THE TASK:
Please retype the records below exactly as they appear, but leave out the pictures.

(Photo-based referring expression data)
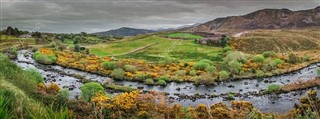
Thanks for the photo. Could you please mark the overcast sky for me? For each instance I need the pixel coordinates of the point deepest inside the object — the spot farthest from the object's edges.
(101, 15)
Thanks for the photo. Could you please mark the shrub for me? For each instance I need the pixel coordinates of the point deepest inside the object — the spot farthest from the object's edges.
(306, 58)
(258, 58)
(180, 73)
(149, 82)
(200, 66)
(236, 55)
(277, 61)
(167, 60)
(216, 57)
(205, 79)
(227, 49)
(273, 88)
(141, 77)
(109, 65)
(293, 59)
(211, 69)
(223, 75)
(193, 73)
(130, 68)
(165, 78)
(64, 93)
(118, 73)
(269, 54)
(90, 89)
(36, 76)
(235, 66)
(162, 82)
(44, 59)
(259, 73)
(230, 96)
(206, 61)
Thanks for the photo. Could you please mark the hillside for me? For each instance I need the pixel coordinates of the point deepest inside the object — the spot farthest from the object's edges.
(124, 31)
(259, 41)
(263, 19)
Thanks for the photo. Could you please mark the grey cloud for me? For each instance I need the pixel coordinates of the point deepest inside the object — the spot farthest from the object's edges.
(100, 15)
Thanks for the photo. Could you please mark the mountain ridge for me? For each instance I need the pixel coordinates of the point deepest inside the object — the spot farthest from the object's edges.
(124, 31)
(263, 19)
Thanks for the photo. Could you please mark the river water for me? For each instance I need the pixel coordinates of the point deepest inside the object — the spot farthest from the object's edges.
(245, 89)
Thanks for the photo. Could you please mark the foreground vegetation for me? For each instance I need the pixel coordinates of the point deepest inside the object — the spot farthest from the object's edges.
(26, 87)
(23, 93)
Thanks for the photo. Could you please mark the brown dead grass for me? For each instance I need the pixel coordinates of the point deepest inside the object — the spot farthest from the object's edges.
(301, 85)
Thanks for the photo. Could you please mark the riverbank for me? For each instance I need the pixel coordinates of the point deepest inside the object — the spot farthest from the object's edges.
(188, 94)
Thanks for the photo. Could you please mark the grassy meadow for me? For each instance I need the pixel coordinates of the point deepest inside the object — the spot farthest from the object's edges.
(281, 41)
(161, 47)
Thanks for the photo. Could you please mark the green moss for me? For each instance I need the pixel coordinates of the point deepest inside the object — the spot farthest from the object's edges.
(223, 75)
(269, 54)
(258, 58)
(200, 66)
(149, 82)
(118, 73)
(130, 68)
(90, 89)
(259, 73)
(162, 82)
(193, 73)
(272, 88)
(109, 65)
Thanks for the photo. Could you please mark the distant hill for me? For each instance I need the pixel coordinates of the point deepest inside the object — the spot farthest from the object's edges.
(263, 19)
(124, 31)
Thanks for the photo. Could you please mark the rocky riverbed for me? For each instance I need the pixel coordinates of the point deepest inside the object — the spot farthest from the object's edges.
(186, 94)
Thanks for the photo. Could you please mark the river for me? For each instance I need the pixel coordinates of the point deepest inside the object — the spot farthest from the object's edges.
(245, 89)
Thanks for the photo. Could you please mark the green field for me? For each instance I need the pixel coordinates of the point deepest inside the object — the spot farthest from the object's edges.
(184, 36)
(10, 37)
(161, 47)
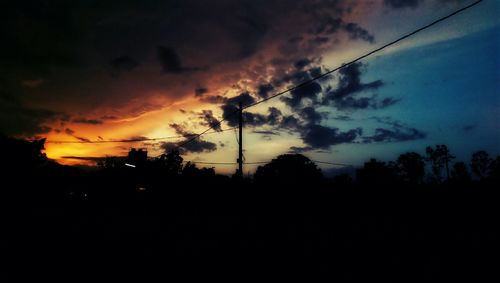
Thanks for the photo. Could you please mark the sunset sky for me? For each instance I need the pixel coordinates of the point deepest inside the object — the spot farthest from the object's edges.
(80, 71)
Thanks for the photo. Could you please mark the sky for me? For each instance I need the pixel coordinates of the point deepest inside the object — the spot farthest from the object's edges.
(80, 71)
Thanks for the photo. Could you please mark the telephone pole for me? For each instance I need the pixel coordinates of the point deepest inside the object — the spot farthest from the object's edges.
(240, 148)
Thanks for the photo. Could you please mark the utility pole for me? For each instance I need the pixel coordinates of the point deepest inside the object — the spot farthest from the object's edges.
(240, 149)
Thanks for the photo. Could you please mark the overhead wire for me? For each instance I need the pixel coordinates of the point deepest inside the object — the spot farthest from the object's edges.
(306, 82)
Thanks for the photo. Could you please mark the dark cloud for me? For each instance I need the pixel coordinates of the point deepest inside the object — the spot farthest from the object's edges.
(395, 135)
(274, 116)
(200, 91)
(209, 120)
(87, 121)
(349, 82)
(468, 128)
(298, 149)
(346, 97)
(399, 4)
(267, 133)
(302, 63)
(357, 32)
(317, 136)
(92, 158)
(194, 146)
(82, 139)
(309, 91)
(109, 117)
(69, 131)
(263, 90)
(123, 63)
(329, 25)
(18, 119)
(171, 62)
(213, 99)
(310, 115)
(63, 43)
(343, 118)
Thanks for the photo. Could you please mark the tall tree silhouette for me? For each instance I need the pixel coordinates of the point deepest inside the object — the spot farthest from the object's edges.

FINAL ANSWER:
Thanks for the photo. Could you please mark the overcast sky for me? For each instance I need the pixel coordinates of the point deepest inside the object — the spot farthest from the object's edges.
(101, 15)
Thanks for the photo. Could you please mark the shrub for me? For each instance I need the pixel coordinates of the point deepest inside the object — the spot farthest from the object's edges.
(306, 58)
(258, 58)
(180, 73)
(149, 82)
(200, 66)
(236, 55)
(277, 61)
(167, 60)
(216, 57)
(205, 79)
(227, 49)
(273, 88)
(141, 77)
(109, 65)
(293, 59)
(211, 69)
(223, 75)
(193, 73)
(130, 68)
(165, 78)
(64, 93)
(118, 73)
(269, 54)
(90, 89)
(36, 76)
(235, 66)
(162, 82)
(44, 59)
(259, 73)
(230, 96)
(206, 61)
Thanks for the photo. Could you please mark the hillside for me? For each instance I need the pixel coordinates of the point deepest inside the object — the spot farthest from the object's edges.
(124, 31)
(259, 41)
(263, 19)
Thanks for the photo. Could you please mark the grey cloud for me? For each instance I need the pixel coordinates of the point deepest inside the object — the spot farthest from the object's edges.
(100, 15)
Thanks for the photo. Could you please mark the mountain ridge for me? For each instance I need the pixel coordinates of the point deepest inside the object — the spot farthest from the object's edges.
(124, 31)
(263, 19)
Thanks for the photo. Could you please mark the river water for me? For each instance I need the pixel coordinates of the point deepest inside the object — the spot farthest from the object's edges.
(245, 89)
Thanks for the photo. Could you please mark the foreground vegetation for me? For each instance I need the pixel coordinates of the point deepest inside the object — the spot farthest from the object's edges.
(26, 87)
(23, 93)
Thanks for the photo. Could you please mark the brown dead grass for me? For each instance I need the pixel coordinates of the point deepest inside the object — the spot farthest from the object's edges.
(301, 85)
Thanks for the photo. Could you please mark the riverbank for me? For each instance I need the pixel coordinates of the point deepest inside the object — the spot farthest from the object's edges.
(188, 94)
Thanks for the photo. Could you please mark the grassy meadow for me? For each instance I need the pixel coordinates of the point deepest inside the object — the spot farthest from the object's edges.
(281, 41)
(161, 47)
Thanks for the photo. Could you please mark the green moss for me? For each instance I need the pixel coordinates of the point deepest inside the object — the spot farthest from the object's edges.
(223, 75)
(269, 54)
(258, 58)
(200, 66)
(149, 82)
(118, 73)
(130, 68)
(90, 89)
(259, 73)
(162, 82)
(193, 73)
(272, 88)
(109, 65)
Thanks for the photo. Could you please mark the distant hill for me? For each instance I need the pixel coordinates of the point deepest inside the object — the spot farthest from the object's edges.
(263, 19)
(124, 31)
Thanks for the photo. Could you please mark the rocky riverbed for me? For each instance I need the pixel coordinates of the point deepest inside the object — the spot farthest from the object's edges.
(186, 94)
Thanks for the photo. Could you please mark the river for me? For each instance I need the pixel coordinates of the point deepest inside the object — the spot farthest from the object's edges.
(245, 89)
Thanks for the photo. Could you please mark the green field for me? For each instance I need the pixel coordinates of the point deepest inside the object — the spot farthest from the object's edges.
(184, 36)
(10, 37)
(161, 47)
Thanks for the photo. Could you please mark the sunset sky for me? For each instance I need the pixel coordinates of the point deepest inside the object — the spot farthest from the object's edges.
(80, 71)
Thanks for the photo. Could you please mark the sky for me? For each instance I need the pixel coordinates of the point deepest inside the object — the spot farthest from the object's edges.
(80, 71)
Thanks for the photo. Could you please mark the telephone pole for me? For each instance I need the pixel coordinates of the point deepest inside the object — the spot farthest from the object's edges.
(240, 148)
Thanks for the photo. Could you please mark the utility pole for me? For each instance I need the pixel coordinates of the point deepest inside the object — the spot farthest from the object's edges.
(240, 149)
Thanks for the photo. Could you please mark the overhead wire for me? For each instance I need the pixel coordinates of the point deepest inside the object — the spot farthest from the object's edges.
(306, 82)
Thanks for the photo. Could you please mark the dark cloud for me? For each instance I need the pixel coordinates of the point deepest inside the object — the spot farthest from the object's edges.
(395, 135)
(274, 116)
(200, 91)
(209, 120)
(87, 121)
(349, 82)
(468, 128)
(298, 149)
(346, 97)
(399, 4)
(267, 133)
(302, 63)
(357, 32)
(317, 136)
(92, 158)
(194, 146)
(82, 139)
(309, 91)
(109, 117)
(69, 131)
(263, 90)
(123, 63)
(329, 25)
(18, 119)
(171, 62)
(213, 99)
(310, 115)
(63, 43)
(343, 118)
Thanks for the photo. Could you please mark the tall tree silhouette for me? For each instance I need the pixel coordinates of the point deepest inside the object — the spot farthest from the object's edges.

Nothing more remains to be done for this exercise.